| Written problem |
A partial copy is required: transcribe exactly the lines from the one containing "Indicate the allium" through the last line below, without any pictures.
============================================================
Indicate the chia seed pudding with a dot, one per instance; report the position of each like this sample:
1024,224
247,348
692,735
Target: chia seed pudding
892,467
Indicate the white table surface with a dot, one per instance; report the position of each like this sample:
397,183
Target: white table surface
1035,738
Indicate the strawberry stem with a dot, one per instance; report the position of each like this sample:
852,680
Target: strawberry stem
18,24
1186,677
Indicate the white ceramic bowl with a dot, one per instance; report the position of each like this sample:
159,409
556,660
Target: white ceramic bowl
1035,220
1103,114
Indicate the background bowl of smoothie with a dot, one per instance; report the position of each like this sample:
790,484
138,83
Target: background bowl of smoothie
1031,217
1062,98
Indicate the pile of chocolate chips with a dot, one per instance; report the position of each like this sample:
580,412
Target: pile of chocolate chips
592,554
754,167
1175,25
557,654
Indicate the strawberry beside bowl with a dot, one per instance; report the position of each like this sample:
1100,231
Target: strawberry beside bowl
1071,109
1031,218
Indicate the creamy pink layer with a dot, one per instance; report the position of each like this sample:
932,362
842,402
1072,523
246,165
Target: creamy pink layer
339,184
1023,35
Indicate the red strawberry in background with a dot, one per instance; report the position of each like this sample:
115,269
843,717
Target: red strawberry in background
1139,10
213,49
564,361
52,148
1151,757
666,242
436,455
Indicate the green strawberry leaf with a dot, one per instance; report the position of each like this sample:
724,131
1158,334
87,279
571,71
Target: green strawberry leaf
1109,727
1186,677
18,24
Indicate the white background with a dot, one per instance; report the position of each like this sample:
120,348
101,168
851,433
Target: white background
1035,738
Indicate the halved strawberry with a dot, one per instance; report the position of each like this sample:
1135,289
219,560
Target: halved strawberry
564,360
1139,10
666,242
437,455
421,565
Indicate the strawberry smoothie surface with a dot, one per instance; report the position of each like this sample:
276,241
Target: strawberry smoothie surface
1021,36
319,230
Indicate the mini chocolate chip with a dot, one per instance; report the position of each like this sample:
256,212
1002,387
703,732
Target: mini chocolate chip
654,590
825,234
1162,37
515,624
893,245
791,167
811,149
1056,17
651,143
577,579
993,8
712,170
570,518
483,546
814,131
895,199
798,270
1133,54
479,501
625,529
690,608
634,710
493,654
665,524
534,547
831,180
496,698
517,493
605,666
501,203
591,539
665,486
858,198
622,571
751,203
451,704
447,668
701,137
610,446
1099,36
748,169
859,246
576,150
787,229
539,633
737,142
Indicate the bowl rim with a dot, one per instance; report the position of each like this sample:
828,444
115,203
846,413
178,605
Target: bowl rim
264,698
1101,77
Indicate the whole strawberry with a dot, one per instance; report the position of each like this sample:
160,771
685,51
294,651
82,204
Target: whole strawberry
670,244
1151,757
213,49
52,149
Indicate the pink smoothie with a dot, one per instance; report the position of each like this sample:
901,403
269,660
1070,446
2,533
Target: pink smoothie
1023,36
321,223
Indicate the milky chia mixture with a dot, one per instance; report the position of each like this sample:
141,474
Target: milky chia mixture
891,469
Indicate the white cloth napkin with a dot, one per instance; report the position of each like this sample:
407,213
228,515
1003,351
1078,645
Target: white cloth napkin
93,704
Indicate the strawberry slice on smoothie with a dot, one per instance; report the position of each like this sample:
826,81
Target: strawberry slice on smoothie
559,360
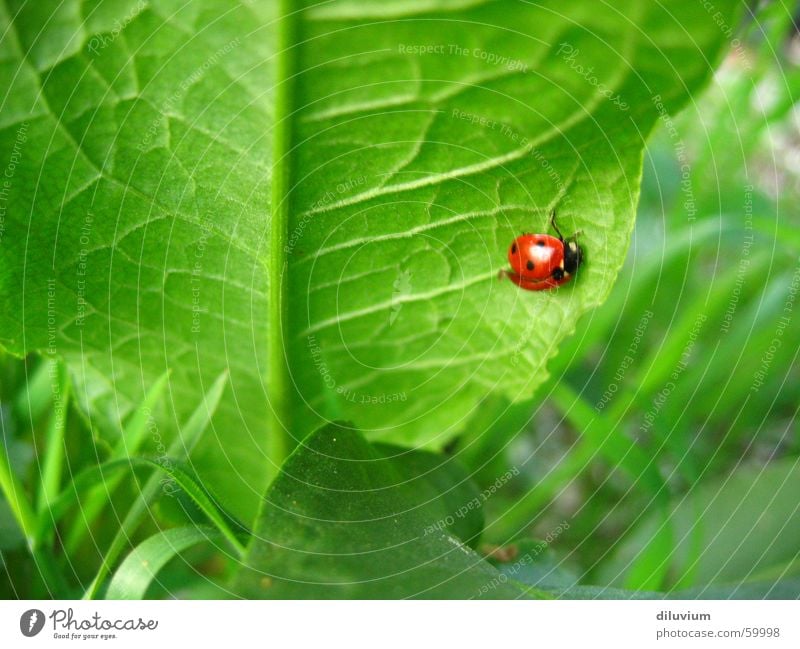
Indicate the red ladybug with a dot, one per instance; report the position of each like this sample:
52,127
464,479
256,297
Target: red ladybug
540,261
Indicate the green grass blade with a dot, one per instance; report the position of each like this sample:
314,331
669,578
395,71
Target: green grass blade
140,568
608,441
113,469
15,495
36,395
128,445
179,449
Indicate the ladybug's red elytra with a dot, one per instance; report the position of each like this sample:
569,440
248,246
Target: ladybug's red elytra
541,261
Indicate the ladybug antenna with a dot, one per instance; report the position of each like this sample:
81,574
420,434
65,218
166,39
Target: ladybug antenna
554,226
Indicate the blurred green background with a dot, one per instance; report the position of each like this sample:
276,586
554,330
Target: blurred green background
693,357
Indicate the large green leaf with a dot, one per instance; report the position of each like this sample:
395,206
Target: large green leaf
344,520
417,139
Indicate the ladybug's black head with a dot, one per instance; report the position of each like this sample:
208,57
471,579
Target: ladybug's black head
573,256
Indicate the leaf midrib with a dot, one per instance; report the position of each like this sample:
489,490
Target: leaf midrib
278,375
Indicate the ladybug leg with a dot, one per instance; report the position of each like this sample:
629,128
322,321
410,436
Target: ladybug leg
538,284
554,225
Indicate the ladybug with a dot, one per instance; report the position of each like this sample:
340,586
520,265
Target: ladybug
540,261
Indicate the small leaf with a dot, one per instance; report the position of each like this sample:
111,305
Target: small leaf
140,568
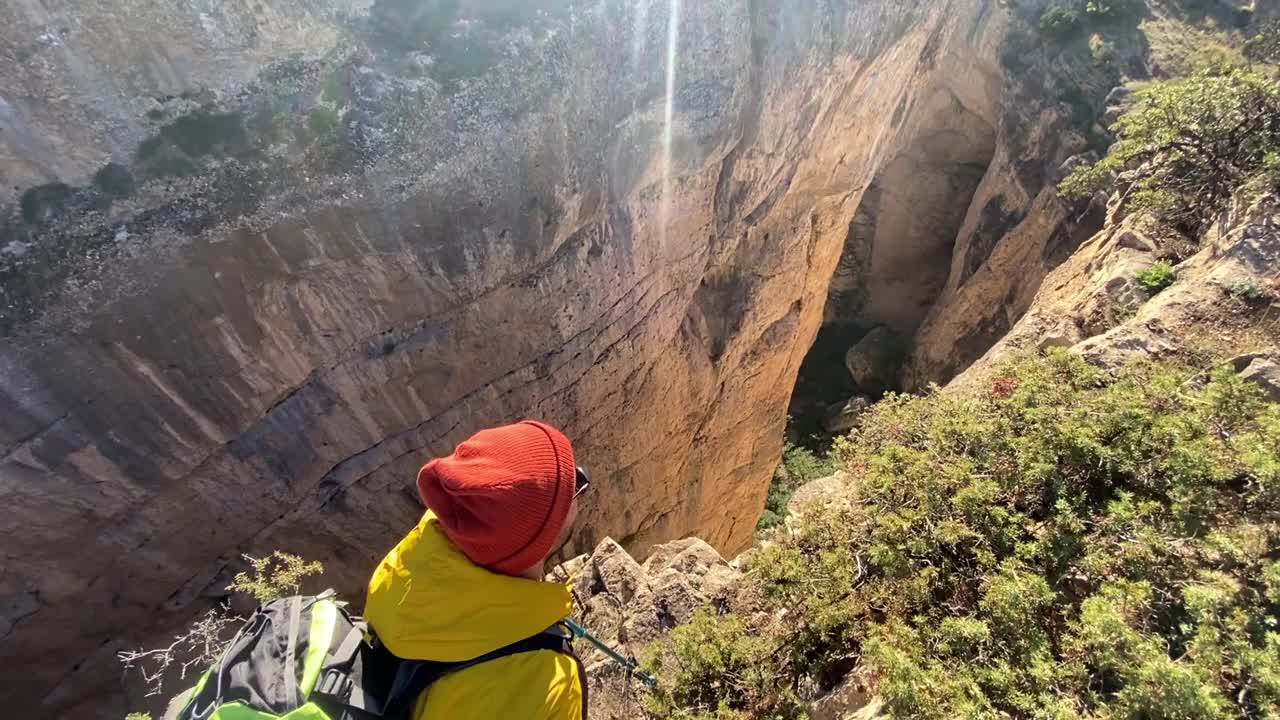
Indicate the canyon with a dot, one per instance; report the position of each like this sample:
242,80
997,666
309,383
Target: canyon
260,259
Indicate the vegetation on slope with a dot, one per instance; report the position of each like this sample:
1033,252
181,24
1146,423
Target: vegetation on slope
799,465
1197,141
1069,545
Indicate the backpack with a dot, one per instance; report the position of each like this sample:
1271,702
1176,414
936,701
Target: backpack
305,657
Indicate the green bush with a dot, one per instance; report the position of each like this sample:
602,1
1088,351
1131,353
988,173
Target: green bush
1264,46
1111,10
1197,141
798,466
1248,290
1060,22
1069,543
1157,277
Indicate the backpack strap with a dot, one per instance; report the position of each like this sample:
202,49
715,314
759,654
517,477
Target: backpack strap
343,678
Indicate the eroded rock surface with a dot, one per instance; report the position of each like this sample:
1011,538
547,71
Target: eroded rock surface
263,261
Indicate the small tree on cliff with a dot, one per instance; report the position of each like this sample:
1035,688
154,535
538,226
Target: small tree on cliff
1197,141
269,578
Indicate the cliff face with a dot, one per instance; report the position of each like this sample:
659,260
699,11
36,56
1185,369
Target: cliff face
261,279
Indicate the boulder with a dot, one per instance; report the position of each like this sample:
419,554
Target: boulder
616,573
1265,373
850,700
818,493
1136,240
842,417
1120,96
874,360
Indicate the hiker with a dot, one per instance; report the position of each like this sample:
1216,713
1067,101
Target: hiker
467,580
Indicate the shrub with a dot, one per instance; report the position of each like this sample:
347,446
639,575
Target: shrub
1157,277
1197,140
798,466
202,643
274,577
1072,543
1060,22
1111,10
1264,46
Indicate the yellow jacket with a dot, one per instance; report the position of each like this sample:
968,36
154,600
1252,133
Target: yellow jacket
428,601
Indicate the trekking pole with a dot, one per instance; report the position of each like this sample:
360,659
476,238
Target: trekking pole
629,662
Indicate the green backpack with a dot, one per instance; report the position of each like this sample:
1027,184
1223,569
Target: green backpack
305,657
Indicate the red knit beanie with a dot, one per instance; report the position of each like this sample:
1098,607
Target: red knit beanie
503,495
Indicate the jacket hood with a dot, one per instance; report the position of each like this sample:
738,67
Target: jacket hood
428,601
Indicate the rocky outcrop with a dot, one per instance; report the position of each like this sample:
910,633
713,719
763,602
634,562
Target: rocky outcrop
1221,305
263,263
631,605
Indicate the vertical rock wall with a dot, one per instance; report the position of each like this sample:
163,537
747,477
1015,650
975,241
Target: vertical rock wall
257,345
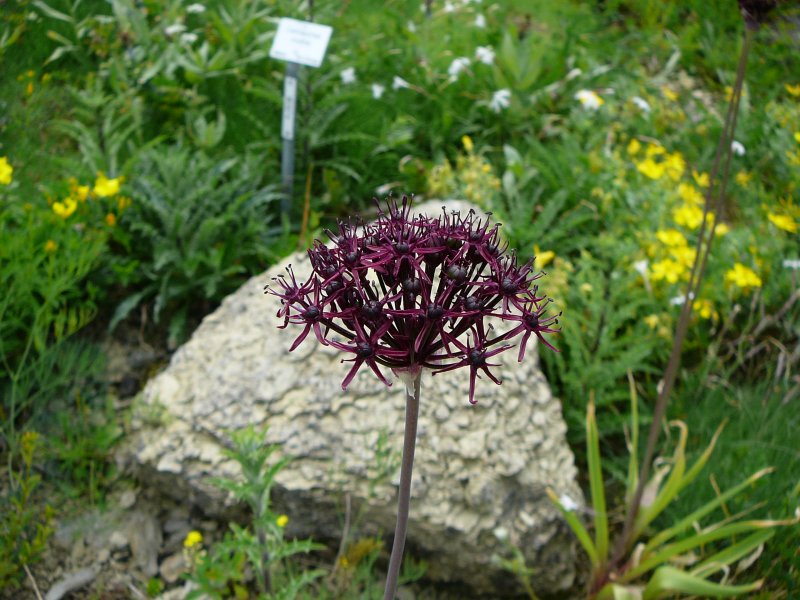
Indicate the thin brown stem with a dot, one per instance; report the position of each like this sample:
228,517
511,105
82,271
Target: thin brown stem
713,200
404,494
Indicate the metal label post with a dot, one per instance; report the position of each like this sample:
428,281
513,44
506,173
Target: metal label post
287,133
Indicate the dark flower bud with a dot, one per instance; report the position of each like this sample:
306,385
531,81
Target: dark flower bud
372,310
333,287
456,273
412,286
364,350
434,312
508,286
477,358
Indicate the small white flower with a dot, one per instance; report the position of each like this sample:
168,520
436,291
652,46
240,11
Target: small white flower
589,99
791,263
399,82
679,300
348,75
641,103
501,533
484,54
568,503
174,29
458,65
501,99
573,73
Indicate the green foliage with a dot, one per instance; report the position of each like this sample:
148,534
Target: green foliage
262,546
44,267
647,569
25,523
196,227
81,446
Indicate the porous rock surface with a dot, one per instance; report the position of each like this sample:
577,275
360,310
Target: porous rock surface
480,471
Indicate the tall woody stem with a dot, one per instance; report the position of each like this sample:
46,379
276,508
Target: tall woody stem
404,494
720,173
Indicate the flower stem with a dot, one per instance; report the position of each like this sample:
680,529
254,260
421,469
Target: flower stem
404,494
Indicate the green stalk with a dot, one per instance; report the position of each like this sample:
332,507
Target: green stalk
404,494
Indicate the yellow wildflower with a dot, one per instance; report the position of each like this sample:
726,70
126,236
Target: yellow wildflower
650,168
666,270
690,194
688,216
543,258
669,94
66,208
700,179
671,237
684,256
655,150
105,187
193,538
6,171
705,308
652,321
742,276
674,165
743,178
784,222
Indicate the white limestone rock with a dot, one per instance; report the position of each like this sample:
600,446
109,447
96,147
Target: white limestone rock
477,468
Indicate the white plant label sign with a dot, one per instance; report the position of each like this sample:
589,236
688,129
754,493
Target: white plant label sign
301,42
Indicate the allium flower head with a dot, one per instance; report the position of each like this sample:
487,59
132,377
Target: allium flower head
407,293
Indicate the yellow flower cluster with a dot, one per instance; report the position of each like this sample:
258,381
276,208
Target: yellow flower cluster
193,538
103,188
473,176
785,216
680,257
6,171
657,162
742,276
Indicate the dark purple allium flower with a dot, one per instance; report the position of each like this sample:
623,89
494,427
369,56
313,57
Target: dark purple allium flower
411,293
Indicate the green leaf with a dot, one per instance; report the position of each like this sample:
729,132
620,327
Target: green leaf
670,580
596,482
577,528
52,12
732,553
125,307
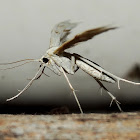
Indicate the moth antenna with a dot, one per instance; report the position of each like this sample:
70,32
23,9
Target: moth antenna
26,87
16,61
19,65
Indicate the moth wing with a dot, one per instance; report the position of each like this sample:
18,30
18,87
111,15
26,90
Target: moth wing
84,36
60,32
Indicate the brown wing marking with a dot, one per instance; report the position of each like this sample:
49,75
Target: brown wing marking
89,34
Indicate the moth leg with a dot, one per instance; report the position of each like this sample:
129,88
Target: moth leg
74,67
72,91
113,97
42,72
27,86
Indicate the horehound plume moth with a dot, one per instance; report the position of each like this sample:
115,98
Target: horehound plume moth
============================================================
| Output for this task |
Indicate the allium flower head with a dot, one per instance; report the position of each like this sample:
487,59
132,377
Target: allium flower head
407,293
Indicate the yellow flower cluster with a dot, one per instance; report the position of each like this sample:
258,381
276,208
Target: yellow flower cluster
193,538
103,188
473,176
785,216
680,257
6,171
657,162
742,276
Indicate the dark purple allium flower with a dot, one per instance; report the position of each like this sample:
623,89
494,427
369,56
313,57
Target: dark purple allium flower
411,293
Indicate the green leaf with a dot, one per instance; report the position of each like this sample:
729,132
620,327
Target: green leaf
670,580
596,482
577,528
52,12
732,553
125,307
Indicate the moth antenna with a dot, one per instance; report the position of each like this sample:
70,32
23,9
Target: moth antenna
26,87
16,61
19,65
Indicate the moth wing with a dot, one per instance; report the position of each like this sample:
18,30
18,87
111,15
26,90
Target: moth wing
84,36
60,32
Indicate the brown wing marking with a dot, one per instance; report the position of each like this sample:
49,75
Target: brown wing marking
89,34
Indicate the moth leg with a dot, one per instance; report the position of each like this sample:
129,88
Target: moth leg
74,67
72,91
113,97
42,72
27,86
Indicate the horehound plume moth with a dot, one per instance; report the position of each like this sample:
115,98
Target: horehound plume moth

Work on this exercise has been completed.